■ What you should do
Find every line in the records that contains the string "bush" and copy each one. Case counts.

>> Begin

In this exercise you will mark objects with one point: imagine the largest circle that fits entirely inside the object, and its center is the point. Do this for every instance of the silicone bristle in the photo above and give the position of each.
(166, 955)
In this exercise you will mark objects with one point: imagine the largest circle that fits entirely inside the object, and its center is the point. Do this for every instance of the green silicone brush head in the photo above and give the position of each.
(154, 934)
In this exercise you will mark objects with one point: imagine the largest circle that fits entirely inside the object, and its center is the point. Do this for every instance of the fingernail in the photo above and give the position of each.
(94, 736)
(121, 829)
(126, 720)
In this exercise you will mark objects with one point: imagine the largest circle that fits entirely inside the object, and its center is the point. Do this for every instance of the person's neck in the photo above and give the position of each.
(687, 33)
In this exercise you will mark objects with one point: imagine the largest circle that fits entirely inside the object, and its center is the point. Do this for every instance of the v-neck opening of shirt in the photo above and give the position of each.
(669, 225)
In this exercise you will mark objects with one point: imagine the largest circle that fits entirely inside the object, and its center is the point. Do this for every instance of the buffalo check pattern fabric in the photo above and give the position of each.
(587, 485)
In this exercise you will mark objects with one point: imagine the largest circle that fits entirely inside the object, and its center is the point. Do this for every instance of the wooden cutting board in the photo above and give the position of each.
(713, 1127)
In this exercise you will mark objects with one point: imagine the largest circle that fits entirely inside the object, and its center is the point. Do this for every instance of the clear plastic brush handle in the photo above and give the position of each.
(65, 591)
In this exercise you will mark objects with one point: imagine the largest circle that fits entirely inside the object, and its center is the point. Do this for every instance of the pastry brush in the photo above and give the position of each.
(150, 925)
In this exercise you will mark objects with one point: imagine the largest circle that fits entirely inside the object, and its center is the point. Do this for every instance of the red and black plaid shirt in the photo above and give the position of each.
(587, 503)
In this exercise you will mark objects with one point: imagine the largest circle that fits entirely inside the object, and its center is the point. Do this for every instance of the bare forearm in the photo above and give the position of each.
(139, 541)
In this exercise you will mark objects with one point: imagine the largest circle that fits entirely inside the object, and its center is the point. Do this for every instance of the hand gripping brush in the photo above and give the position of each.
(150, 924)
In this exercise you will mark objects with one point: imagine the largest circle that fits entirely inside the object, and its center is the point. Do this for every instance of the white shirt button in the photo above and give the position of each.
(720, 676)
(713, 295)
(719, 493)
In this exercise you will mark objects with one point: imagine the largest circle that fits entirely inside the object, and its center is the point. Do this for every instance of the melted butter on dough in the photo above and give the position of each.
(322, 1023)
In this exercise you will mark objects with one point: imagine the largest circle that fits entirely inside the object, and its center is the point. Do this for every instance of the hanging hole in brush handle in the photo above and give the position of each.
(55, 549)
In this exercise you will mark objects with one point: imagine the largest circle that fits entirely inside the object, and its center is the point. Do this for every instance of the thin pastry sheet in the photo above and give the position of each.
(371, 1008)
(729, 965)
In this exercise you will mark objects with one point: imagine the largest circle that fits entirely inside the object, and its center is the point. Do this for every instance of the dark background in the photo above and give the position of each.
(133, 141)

>> End
>> Begin

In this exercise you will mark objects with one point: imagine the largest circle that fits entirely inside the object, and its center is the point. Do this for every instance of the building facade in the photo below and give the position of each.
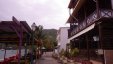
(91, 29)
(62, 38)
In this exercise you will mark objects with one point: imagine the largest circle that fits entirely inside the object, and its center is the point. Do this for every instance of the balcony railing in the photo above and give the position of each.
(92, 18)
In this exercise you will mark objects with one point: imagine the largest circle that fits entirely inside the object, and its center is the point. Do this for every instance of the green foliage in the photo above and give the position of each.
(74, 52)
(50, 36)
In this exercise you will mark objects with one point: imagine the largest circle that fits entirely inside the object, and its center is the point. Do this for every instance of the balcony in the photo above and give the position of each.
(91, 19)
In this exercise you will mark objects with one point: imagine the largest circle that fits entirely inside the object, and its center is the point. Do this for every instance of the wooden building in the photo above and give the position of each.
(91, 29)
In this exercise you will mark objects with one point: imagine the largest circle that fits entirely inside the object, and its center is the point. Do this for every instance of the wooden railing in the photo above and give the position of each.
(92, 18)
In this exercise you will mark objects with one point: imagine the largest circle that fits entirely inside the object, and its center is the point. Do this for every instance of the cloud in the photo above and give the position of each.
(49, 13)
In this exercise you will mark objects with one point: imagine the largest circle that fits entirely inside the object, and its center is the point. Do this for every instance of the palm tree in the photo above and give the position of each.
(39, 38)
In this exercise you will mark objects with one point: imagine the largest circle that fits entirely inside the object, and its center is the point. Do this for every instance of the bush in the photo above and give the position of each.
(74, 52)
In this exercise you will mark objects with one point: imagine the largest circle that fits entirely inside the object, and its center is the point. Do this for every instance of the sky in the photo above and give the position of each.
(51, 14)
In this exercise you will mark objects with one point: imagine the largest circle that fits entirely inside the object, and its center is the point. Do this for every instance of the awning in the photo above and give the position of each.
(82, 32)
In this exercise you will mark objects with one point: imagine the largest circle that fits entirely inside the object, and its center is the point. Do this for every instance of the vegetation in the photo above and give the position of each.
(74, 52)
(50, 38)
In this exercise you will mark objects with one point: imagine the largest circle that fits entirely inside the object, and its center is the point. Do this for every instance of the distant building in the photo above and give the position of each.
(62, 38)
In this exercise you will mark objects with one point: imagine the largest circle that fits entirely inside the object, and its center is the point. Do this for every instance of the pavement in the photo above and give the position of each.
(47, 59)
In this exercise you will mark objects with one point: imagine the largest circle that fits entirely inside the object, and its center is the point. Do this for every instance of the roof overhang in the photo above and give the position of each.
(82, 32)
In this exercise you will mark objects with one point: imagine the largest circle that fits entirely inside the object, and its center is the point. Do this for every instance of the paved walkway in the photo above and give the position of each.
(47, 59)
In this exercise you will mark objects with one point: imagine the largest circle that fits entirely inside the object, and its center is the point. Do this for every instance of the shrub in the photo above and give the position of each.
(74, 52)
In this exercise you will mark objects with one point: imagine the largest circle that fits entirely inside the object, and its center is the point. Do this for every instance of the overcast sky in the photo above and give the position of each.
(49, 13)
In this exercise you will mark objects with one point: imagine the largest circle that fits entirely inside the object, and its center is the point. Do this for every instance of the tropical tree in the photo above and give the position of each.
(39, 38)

>> End

■ Response to the task
In this exercise you will mark objects with one point: imagine the largest circle that fits entirely inside the object, and its center is the point. Do this for every instance of the bush in the photo above and give the position of each.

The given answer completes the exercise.